Reproduce every line of text in the records below, line for line and unchanged, leaving out the pictures.
· · · · · · ·
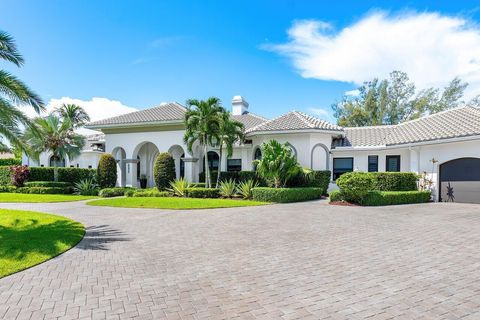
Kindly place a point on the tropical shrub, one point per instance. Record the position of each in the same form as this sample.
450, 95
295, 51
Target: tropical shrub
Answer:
45, 190
164, 170
114, 192
5, 176
50, 184
284, 195
202, 193
86, 187
245, 189
107, 171
278, 164
151, 193
227, 188
394, 181
384, 198
355, 185
10, 162
19, 175
179, 186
· · · · · · ·
■ Right answer ■
Kindly place a point on the tropical shrub, one point per instance. Record the position of each in the same form as this sample.
450, 95
295, 51
Target: tropical shrub
Answer:
45, 190
164, 170
114, 192
5, 176
50, 184
284, 195
202, 193
86, 187
245, 189
107, 171
278, 164
151, 193
227, 188
394, 181
384, 198
355, 185
10, 162
19, 175
179, 186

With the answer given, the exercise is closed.